**STATED GOAL 1**
Turn the records from the line with "Target = roadside sign" to the line with "x=577 y=694" into a numbered list, including both of those lines and skipping any blank lines.
:::
The Wage and Hour Legal and Regulatory Framework

Wage and hour issues in New Jersey are governed by New Jersey’s Wage and Hour Law and New Jersey’s Wage Payment Law.  Employers in New Jersey must also comply with the requirements of the Federal Fair Labor Standards Act (known as the “FLSA”), and the regulations put out by the United States Department of Labor implementing the FLSA.  New Jersey courts follow federal court decisions on the FLSA when interpreting the Wage and Hour Law and the Wage Payment Law.  The Regulations which the Department of Labor established are found in the Code of Federal Regulations, known as the “CFR.”

A major issue under both the state and federal wage and hour laws is what time an employee must be paid for.  Within this area there are many sub-issues, but one of most frequent and contentious issues is whether employees must be paid while on break.

The issue of payment during breaks is governed by two regulations issued by the Wage and Hour Division of the U.S. Department of Labor.

The first is 29 C.F.R. 785.18, which provides:

Rest periods of short duration, running from 5 minutes to about 20 minutes, are common in industry. They promote the efficiency of the employee and are customarily paid for as working time. They must be counted as hours worked. Compensable time of rest periods may not be offset against other working time such as compensable waiting time or on-call time.

The second is 29 C.F.R. 785.16, which provides:

Periods during which an employee is completely relieved from duty and which are long enough to enable him to use the time effectively for his own purposes are not hours worked. He is not completely relieved from duty and cannot use the time effectively for his own purposes unless he is definitely told in advance that he may leave the job and that he will not have to commence work until a definitely specified hour has arrived. Whether the time is long enough to enable him to use the time effectively for his own purposes depends upon all of the facts and circumstances of the case.

 

The Third Circuit Speaks: The Case

The United States Court of Appeals for the Third Circuit, which hears federal appeals from New Jersey, Pennsylvania, Delaware and the United States Virgin Islands, recently issued an important opinion in the case of United States vs. American Future Systems, Inc. d//b/a Progressive Business Publications, clarifying the interplay between these two regulations.
:::
**STATED GOAL 2**
Rewrite the passage on New Jersey wage and hour law from "Wage and hour issues" to "while on break.", changing "Department of Labor" to "Labor Department".
:::
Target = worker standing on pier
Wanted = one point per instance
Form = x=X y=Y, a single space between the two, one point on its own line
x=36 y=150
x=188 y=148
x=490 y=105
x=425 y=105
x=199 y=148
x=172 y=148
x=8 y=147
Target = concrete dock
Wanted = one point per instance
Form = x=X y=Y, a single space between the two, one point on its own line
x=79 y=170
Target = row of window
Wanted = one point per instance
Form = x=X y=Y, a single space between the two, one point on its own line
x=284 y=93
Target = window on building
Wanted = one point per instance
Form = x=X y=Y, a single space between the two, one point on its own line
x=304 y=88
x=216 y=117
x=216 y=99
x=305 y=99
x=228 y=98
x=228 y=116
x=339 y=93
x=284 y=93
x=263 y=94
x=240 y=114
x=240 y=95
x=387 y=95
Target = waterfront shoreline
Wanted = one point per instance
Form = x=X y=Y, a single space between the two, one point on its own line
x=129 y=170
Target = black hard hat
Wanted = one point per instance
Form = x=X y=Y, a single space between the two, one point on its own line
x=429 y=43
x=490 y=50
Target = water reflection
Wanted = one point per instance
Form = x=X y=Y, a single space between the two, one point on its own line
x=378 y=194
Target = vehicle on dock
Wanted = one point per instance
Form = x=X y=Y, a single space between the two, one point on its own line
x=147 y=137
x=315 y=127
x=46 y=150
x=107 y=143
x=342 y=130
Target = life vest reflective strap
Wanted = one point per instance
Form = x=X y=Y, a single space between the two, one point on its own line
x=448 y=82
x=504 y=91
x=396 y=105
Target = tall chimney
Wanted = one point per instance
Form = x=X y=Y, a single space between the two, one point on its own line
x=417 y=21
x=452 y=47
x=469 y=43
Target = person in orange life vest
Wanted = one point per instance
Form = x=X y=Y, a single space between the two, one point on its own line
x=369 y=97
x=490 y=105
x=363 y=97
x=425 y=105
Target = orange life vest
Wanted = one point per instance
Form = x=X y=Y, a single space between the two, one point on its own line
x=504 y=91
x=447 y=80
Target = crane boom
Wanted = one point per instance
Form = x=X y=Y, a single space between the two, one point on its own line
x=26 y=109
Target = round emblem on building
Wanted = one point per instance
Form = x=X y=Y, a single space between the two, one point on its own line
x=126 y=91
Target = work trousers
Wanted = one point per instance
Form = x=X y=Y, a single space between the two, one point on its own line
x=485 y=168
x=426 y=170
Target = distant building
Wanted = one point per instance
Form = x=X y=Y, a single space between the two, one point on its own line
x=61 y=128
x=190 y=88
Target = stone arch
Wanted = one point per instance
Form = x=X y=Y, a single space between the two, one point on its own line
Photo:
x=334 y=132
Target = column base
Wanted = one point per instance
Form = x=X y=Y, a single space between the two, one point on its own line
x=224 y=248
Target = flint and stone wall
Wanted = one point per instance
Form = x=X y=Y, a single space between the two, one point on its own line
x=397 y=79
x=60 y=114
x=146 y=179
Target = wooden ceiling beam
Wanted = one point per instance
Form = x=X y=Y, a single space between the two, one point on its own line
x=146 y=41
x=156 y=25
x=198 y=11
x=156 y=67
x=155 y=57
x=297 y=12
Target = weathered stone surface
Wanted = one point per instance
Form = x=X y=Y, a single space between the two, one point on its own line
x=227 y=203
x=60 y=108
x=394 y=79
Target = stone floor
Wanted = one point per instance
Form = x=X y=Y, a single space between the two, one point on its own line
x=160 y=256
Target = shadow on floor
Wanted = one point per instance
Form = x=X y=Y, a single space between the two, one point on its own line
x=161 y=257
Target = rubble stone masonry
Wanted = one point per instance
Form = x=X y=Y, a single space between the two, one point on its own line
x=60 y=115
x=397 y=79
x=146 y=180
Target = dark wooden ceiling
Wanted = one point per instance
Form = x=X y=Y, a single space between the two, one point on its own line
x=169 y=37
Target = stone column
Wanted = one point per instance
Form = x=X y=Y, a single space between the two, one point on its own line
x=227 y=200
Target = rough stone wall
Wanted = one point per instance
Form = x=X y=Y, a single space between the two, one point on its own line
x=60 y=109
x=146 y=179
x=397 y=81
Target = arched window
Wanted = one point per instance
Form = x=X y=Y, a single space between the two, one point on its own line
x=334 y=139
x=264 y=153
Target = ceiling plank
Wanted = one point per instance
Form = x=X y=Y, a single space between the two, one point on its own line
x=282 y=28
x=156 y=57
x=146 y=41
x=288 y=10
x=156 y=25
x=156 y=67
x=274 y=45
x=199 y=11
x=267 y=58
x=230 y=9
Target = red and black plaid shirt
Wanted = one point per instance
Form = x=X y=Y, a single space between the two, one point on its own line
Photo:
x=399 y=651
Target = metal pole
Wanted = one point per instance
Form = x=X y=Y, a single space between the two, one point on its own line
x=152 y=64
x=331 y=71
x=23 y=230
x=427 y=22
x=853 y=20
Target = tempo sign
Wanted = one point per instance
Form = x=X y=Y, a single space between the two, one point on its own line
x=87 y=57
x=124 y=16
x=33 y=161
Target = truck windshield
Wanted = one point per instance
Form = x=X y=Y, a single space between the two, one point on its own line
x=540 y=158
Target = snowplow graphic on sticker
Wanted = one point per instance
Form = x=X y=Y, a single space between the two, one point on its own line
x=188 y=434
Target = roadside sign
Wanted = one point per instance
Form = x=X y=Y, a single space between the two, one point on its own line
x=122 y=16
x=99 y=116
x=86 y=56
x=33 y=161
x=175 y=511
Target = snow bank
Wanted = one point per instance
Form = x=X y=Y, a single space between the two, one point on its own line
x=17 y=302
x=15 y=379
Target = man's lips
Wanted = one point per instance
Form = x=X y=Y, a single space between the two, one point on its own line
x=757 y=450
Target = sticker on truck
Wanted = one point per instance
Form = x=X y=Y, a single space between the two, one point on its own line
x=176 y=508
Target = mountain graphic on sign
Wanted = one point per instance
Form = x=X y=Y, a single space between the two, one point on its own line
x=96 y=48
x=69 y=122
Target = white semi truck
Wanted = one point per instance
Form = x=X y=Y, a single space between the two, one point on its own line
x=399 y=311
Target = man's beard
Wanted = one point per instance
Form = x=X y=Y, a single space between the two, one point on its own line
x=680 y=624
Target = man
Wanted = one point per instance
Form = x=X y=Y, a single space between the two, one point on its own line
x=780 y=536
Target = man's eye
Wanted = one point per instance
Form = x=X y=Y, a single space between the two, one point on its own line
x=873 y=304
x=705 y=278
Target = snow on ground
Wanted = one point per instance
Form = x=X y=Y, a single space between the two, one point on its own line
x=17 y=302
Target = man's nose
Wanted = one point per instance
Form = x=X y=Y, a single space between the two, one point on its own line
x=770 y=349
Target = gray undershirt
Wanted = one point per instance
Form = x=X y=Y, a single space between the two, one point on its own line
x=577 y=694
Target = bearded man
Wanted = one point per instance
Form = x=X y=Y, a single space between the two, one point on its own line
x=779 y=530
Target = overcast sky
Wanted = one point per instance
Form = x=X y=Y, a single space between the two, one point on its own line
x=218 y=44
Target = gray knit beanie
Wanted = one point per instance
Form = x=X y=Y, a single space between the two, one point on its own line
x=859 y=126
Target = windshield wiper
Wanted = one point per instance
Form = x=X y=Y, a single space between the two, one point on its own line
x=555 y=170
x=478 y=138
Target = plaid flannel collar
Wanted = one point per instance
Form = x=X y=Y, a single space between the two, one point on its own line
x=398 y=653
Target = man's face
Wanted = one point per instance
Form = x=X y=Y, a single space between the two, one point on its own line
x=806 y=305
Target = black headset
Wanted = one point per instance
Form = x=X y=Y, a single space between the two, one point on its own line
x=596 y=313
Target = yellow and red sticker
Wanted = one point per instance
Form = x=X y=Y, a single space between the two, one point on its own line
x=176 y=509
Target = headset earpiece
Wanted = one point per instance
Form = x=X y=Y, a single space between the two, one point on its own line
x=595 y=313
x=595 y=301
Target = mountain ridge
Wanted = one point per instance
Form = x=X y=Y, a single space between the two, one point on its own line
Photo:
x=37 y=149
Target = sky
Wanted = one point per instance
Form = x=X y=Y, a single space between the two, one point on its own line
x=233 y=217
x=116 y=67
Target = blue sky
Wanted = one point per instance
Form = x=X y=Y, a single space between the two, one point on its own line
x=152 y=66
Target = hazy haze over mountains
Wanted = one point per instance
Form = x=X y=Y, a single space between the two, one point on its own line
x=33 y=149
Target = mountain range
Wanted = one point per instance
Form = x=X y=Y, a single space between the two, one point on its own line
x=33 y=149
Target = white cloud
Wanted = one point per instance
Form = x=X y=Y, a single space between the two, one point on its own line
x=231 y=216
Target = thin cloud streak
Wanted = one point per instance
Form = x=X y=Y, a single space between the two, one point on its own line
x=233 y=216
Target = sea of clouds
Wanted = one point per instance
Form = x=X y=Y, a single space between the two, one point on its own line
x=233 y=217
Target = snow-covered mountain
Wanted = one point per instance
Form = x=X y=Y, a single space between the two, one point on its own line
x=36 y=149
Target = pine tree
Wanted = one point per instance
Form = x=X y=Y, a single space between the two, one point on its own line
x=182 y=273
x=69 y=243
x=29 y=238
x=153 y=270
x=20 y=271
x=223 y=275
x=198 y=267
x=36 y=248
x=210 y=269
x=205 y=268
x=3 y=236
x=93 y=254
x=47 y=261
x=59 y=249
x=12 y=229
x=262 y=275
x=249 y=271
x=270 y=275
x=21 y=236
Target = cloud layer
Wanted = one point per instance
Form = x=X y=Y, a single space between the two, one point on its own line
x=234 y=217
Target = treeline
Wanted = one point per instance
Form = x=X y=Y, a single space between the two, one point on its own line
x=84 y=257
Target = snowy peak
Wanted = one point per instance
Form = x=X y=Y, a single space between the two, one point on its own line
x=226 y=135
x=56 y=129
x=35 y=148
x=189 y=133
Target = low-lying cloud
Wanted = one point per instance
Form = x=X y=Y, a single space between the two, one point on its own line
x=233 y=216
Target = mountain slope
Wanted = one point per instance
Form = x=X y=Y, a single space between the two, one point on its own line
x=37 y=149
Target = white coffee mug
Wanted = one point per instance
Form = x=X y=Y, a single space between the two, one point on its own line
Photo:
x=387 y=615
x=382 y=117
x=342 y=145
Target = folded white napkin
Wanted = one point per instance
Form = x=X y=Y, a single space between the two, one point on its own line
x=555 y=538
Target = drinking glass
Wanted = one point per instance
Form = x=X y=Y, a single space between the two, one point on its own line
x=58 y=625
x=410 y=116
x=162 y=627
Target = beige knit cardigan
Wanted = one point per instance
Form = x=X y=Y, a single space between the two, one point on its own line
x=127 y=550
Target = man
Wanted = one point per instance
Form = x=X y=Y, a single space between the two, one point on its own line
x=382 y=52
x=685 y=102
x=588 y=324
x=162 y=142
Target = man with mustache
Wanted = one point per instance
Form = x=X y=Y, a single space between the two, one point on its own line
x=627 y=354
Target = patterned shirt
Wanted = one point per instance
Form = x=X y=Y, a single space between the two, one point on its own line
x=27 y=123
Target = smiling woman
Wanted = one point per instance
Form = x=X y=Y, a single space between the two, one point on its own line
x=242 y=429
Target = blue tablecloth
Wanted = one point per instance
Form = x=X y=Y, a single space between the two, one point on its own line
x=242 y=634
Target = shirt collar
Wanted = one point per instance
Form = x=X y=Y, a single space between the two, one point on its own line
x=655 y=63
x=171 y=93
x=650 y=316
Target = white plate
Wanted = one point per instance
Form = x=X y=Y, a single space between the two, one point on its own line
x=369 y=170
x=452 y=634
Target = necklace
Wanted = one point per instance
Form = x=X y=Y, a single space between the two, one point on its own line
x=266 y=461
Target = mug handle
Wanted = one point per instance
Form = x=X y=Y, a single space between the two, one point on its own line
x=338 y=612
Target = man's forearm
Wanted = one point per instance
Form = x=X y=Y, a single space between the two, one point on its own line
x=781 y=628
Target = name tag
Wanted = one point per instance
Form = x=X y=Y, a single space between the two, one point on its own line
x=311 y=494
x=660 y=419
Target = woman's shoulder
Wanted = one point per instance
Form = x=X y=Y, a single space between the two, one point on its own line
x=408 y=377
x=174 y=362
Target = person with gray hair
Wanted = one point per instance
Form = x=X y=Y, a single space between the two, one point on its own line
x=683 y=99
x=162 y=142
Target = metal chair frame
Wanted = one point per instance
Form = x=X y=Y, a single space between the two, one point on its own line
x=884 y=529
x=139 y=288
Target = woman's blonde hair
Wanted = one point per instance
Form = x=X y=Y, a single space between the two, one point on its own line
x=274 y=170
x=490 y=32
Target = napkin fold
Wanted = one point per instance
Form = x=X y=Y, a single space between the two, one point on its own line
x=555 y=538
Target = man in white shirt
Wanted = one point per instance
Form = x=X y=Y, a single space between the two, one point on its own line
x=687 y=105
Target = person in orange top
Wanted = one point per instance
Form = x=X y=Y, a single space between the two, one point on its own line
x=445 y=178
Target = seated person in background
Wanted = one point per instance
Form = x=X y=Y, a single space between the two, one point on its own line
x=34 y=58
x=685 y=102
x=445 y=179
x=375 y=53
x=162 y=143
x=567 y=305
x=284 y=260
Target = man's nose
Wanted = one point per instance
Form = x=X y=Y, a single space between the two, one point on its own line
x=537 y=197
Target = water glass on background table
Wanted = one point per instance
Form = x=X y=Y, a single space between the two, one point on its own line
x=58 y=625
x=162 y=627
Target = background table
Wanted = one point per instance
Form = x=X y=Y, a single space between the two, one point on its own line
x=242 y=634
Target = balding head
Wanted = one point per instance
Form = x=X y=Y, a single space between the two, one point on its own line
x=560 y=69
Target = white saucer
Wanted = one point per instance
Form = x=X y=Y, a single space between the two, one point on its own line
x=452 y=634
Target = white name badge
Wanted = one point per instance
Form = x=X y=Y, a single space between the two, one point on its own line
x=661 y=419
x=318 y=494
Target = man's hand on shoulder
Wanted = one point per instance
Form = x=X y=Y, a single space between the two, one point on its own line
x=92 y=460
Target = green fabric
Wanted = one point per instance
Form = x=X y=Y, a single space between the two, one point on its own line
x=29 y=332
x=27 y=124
:::
**CORRECT OUTPUT 1**
1. Target = roadside sign
2. Wanted = one point per instance
3. Form = x=X y=Y, a single space between the two, one point on its own line
4. x=122 y=16
5. x=99 y=116
6. x=86 y=56
7. x=33 y=161
8. x=175 y=511
9. Target = snow bank
10. Wanted = one point per instance
11. Form = x=X y=Y, a single space between the two, one point on its own line
12. x=17 y=302
13. x=15 y=379
14. Target = man's lips
15. Wanted = one point per instance
16. Form = x=X y=Y, a single space between the two, one point on its own line
17. x=757 y=450
18. Target = sticker on truck
19. Wanted = one point per instance
20. Form = x=X y=Y, a single space between the two, one point on its own line
21. x=176 y=508
22. Target = mountain graphic on sign
23. Wanted = one point per instance
24. Form = x=X y=Y, a single space between the two, one point on its own line
25. x=96 y=48
26. x=69 y=122
27. Target = white semi truck
28. Wanted = one point per instance
29. Form = x=X y=Y, a single space between the two, one point on its own line
30. x=399 y=311
31. Target = man's beard
32. Wanted = one point per instance
33. Form = x=X y=Y, a single space between the two, one point on its own line
34. x=680 y=624
35. Target = man
36. Wanted = one point per instance
37. Form = x=X y=Y, a single space between the two, one point on its own line
38. x=780 y=536
39. Target = man's eye
40. Wanted = one point per instance
41. Form = x=X y=Y, a single space between the two, one point on its own line
42. x=873 y=304
43. x=705 y=278
44. Target = snow on ground
45. Wanted = one point per instance
46. Form = x=X y=Y, a single space between the two, one point on its own line
47. x=17 y=302
48. Target = man's nose
49. Wanted = one point per instance
50. Form = x=X y=Y, a single space between the two, one point on its own line
51. x=770 y=349
52. Target = gray undershirt
53. Wanted = one point per instance
54. Form = x=X y=Y, a single space between the two, one point on its own line
55. x=577 y=694

**CORRECT OUTPUT 2**
Wage and hour issues in New Jersey are governed by New Jersey’s Wage and Hour Law and New Jersey’s Wage Payment Law.  Employers in New Jersey must also comply with the requirements of the Federal Fair Labor Standards Act (known as the “FLSA”), and the regulations put out by the United States Labor Department implementing the FLSA.  New Jersey courts follow federal court decisions on the FLSA when interpreting the Wage and Hour Law and the Wage Payment Law.  The Regulations which the Labor Department established are found in the Code of Federal Regulations, known as the “CFR.”

A major issue under both the state and federal wage and hour laws is what time an employee must be paid for.  Within this area there are many sub-issues, but one of most frequent and contentious issues is whether employees must be paid while on break.